Nothing should appear in the answer except the lines from the one containing "Can you see the bare" through the end of the records below, written out exactly.

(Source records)
####

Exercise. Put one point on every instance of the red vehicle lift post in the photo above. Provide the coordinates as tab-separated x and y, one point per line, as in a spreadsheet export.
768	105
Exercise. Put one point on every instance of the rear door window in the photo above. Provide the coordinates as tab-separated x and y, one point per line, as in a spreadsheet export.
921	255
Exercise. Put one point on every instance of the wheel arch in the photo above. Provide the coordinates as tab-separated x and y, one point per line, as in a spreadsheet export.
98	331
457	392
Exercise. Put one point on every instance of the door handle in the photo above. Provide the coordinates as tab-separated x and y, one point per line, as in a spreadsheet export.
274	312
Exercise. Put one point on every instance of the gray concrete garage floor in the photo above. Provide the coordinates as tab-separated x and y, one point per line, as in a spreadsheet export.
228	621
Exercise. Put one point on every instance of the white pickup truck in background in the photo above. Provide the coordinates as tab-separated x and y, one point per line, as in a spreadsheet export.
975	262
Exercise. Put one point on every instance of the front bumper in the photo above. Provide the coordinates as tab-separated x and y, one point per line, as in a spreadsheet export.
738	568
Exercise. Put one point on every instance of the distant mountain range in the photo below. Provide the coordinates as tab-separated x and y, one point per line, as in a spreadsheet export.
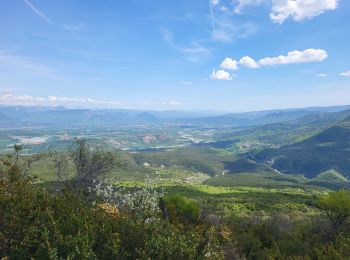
22	116
325	151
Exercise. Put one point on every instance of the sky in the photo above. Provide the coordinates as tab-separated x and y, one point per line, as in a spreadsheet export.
224	55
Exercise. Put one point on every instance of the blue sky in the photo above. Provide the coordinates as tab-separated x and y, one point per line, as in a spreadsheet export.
165	54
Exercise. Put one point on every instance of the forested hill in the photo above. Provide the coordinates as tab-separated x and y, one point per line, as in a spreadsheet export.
328	150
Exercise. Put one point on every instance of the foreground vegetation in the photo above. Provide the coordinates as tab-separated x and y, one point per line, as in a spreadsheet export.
90	217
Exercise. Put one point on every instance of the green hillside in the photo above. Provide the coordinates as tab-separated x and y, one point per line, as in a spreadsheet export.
328	150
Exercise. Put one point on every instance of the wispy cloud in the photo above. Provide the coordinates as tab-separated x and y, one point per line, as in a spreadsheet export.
345	74
7	98
24	64
39	13
229	30
73	27
194	52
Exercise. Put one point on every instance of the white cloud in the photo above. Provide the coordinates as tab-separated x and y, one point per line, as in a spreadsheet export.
73	27
299	10
38	12
8	98
345	74
229	64
248	62
196	52
308	55
224	9
227	30
220	75
243	3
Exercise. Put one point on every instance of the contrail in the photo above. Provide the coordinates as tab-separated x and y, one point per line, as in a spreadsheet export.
212	19
40	14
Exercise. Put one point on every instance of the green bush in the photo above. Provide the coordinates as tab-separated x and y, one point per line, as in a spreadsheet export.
181	209
37	224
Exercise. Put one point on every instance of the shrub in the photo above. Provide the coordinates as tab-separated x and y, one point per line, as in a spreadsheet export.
181	209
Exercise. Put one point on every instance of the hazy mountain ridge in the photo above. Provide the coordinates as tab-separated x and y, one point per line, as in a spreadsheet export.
17	116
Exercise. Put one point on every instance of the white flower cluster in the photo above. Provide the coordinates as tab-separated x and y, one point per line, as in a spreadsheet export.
141	202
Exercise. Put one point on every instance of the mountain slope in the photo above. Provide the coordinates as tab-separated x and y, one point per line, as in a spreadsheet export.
328	150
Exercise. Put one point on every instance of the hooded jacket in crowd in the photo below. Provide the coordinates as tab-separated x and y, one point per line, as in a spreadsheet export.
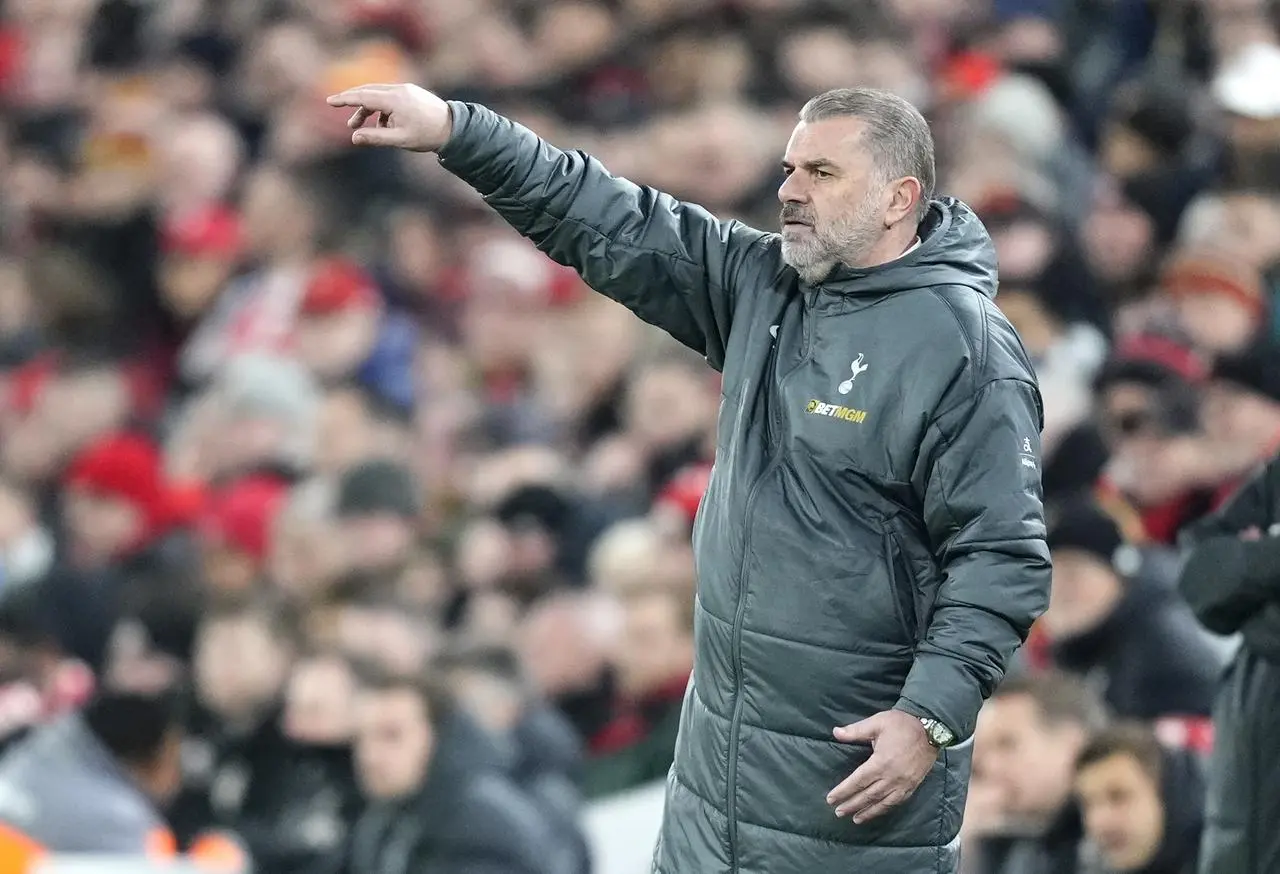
467	818
1232	580
873	525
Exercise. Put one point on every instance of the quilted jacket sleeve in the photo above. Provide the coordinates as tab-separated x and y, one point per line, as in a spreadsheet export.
672	264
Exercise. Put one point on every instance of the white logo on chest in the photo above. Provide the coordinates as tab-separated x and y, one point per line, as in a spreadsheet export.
858	367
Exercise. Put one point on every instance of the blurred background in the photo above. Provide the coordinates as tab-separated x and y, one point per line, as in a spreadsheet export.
287	426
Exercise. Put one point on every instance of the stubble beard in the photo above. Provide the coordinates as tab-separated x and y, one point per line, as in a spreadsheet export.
848	239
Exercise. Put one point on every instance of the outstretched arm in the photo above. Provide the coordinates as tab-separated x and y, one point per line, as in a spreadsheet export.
981	489
1229	579
672	264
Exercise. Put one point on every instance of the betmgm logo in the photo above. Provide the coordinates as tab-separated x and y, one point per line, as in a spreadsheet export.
836	411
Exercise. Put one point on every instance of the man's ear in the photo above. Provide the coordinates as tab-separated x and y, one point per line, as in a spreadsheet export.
905	196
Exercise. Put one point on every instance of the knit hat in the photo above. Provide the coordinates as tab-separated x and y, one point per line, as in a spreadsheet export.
1211	273
1256	369
685	490
241	516
337	286
277	389
1160	114
379	486
1246	85
1084	526
126	467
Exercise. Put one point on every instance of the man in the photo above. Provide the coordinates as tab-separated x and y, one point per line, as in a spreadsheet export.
1142	805
1232	580
871	549
544	753
439	800
1115	621
650	671
1031	733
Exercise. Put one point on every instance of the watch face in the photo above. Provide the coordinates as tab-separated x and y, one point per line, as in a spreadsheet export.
938	733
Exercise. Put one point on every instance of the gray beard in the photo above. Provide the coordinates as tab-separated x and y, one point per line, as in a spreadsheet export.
848	242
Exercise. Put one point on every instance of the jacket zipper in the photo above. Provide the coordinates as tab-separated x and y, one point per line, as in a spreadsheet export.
775	424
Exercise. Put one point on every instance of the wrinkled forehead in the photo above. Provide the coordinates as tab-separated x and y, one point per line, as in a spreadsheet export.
840	141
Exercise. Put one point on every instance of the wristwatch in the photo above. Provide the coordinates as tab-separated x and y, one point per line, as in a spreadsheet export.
940	736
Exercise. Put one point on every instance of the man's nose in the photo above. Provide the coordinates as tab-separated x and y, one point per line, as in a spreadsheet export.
792	190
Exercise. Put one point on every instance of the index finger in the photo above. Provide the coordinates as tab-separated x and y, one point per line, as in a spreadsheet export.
371	96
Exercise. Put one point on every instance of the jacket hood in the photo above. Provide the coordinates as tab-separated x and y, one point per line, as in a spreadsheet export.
955	250
464	750
1183	792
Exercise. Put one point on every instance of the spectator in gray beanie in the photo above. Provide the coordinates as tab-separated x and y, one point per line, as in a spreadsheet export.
379	504
272	405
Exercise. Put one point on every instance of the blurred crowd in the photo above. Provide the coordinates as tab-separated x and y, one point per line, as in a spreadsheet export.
397	513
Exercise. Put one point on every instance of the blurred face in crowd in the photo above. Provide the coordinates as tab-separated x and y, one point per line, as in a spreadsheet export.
818	59
1238	417
657	645
667	405
1118	239
318	701
190	283
833	200
1086	591
278	219
1024	248
241	666
389	636
1129	412
493	701
100	527
333	346
1036	325
305	554
346	431
394	741
1216	323
227	568
1252	228
1123	811
567	643
1031	759
376	541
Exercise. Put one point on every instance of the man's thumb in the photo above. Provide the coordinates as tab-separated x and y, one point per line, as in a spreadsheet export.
859	732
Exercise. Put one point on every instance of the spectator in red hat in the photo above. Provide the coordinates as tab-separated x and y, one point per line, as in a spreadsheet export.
114	500
236	532
200	250
115	520
1219	302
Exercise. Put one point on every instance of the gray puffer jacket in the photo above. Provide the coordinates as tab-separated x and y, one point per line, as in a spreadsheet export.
872	536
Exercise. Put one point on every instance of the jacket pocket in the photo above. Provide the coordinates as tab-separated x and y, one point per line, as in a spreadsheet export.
901	584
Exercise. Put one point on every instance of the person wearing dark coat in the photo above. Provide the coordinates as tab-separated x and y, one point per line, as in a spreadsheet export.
1114	621
540	750
1142	804
874	522
1031	732
439	797
1232	580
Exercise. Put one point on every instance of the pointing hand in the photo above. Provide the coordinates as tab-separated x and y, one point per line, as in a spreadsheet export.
403	117
901	756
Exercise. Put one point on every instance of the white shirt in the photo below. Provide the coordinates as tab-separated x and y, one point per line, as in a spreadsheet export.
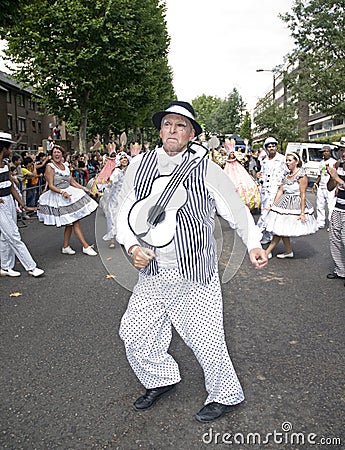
324	177
228	204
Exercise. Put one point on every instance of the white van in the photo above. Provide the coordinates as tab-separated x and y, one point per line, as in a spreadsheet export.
311	155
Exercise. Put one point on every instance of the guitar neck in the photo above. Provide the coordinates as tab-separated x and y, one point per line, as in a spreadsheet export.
180	174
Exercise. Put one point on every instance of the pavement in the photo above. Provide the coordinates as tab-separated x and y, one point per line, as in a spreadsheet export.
66	384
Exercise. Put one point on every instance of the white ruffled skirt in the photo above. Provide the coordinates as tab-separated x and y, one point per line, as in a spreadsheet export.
54	209
283	218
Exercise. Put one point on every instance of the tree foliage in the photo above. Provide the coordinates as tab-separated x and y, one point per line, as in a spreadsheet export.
278	121
204	105
105	61
246	127
9	12
318	27
220	116
227	117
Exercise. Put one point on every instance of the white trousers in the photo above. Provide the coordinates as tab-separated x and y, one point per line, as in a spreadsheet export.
324	198
337	241
196	312
11	244
266	200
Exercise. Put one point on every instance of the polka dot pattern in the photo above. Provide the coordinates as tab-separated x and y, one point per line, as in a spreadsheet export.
196	312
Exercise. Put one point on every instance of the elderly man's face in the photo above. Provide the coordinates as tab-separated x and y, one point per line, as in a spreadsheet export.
176	131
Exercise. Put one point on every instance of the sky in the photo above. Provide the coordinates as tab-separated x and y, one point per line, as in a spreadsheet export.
217	45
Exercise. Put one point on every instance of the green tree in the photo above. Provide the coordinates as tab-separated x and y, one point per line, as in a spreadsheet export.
9	12
278	121
204	105
106	60
246	127
318	27
227	117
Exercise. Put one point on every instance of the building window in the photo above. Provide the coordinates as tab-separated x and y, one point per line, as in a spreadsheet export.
9	122
32	104
21	125
21	100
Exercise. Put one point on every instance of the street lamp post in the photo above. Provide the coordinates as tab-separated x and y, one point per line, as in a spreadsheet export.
274	80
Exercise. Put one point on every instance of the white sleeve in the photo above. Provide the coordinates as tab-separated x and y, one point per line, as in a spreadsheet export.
127	198
231	207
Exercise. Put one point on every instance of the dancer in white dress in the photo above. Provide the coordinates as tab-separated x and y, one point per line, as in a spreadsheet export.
65	203
291	213
111	193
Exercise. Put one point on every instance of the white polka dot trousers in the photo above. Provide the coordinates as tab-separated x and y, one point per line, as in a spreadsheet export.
11	244
196	312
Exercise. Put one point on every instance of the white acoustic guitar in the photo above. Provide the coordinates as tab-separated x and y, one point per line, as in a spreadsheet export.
153	218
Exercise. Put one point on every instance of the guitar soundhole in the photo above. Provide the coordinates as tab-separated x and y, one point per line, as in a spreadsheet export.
156	215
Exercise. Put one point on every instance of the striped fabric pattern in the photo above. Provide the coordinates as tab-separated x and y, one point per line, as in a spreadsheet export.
194	242
5	183
340	202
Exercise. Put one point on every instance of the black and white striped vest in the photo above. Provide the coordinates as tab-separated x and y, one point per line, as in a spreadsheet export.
194	241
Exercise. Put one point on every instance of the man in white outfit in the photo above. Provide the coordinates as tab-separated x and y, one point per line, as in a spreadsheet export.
324	197
11	244
178	282
273	168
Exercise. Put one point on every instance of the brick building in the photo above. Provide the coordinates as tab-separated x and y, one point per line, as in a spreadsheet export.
21	116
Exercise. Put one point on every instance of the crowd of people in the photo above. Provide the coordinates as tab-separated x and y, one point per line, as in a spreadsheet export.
177	186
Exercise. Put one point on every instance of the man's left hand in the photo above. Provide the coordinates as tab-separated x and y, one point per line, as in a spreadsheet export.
258	257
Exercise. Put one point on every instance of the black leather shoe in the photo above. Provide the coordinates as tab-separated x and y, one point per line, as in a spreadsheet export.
333	276
213	411
151	396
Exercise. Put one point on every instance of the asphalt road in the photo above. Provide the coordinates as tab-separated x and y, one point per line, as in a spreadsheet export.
66	384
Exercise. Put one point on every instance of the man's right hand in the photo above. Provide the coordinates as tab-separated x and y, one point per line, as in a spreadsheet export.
142	256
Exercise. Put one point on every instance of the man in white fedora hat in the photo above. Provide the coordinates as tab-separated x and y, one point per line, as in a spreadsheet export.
11	244
178	282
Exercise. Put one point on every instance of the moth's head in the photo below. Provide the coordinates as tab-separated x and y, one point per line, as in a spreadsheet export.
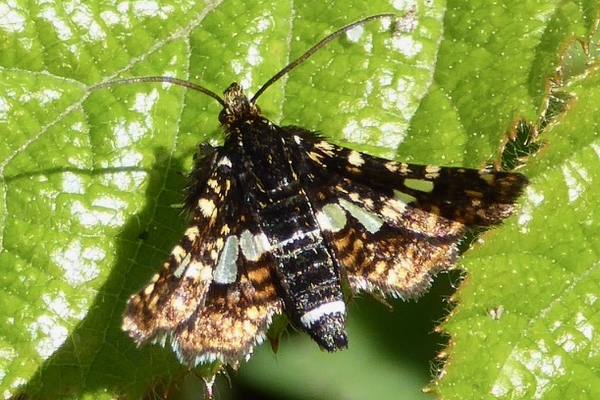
237	107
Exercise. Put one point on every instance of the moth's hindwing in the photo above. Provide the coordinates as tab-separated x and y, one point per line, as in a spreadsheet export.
214	297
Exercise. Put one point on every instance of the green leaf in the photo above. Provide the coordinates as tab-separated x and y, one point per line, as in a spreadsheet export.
89	180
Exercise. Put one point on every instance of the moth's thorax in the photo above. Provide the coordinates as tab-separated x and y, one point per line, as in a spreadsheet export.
237	107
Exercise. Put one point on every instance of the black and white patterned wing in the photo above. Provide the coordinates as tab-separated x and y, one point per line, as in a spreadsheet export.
393	226
214	297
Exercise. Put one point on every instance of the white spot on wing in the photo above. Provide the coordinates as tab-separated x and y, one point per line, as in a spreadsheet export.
253	246
331	218
206	206
420	185
314	315
370	221
226	269
225	161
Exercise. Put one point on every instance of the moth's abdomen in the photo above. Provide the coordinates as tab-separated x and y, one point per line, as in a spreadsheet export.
309	278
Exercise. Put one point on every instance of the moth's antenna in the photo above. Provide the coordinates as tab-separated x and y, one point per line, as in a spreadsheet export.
288	68
316	48
162	79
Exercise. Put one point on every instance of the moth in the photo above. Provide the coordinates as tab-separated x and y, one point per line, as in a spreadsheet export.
282	221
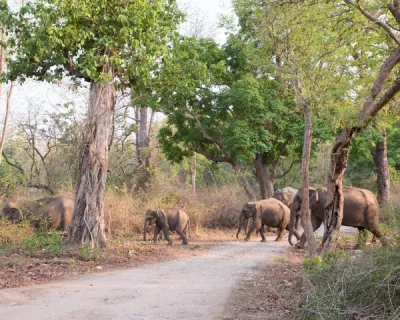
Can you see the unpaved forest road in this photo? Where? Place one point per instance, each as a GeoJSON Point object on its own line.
{"type": "Point", "coordinates": [188, 288]}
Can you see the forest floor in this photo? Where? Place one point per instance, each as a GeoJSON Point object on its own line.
{"type": "Point", "coordinates": [21, 268]}
{"type": "Point", "coordinates": [195, 287]}
{"type": "Point", "coordinates": [205, 280]}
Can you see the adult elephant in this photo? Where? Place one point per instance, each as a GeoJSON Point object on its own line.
{"type": "Point", "coordinates": [167, 220]}
{"type": "Point", "coordinates": [54, 212]}
{"type": "Point", "coordinates": [269, 212]}
{"type": "Point", "coordinates": [361, 210]}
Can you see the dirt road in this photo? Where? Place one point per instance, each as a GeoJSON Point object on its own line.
{"type": "Point", "coordinates": [188, 288]}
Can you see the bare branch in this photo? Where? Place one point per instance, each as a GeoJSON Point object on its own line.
{"type": "Point", "coordinates": [375, 20]}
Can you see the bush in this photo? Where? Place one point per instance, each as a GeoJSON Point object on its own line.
{"type": "Point", "coordinates": [13, 233]}
{"type": "Point", "coordinates": [51, 241]}
{"type": "Point", "coordinates": [366, 286]}
{"type": "Point", "coordinates": [86, 253]}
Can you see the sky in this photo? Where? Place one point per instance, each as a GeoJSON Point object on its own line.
{"type": "Point", "coordinates": [203, 18]}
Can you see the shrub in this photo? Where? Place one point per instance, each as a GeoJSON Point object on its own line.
{"type": "Point", "coordinates": [44, 240]}
{"type": "Point", "coordinates": [366, 286]}
{"type": "Point", "coordinates": [86, 253]}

####

Result.
Can you see the bare branch in this photo? Where? Place one point per instance, each as a GeoJSON Point object on its own line.
{"type": "Point", "coordinates": [375, 20]}
Can you see the bush in this photo? Where? Place one point per instance, each as a GeoJSON Point object on its own line.
{"type": "Point", "coordinates": [13, 233]}
{"type": "Point", "coordinates": [51, 241]}
{"type": "Point", "coordinates": [366, 286]}
{"type": "Point", "coordinates": [86, 253]}
Can you see the sky in this photo? Where? Place one point per instance, each as a GeoJSON Point object on its own line.
{"type": "Point", "coordinates": [203, 18]}
Can you see the shrub in this photo? Where? Place one point per instance, each as a GeoJSON Point object on its own line.
{"type": "Point", "coordinates": [44, 240]}
{"type": "Point", "coordinates": [366, 286]}
{"type": "Point", "coordinates": [86, 253]}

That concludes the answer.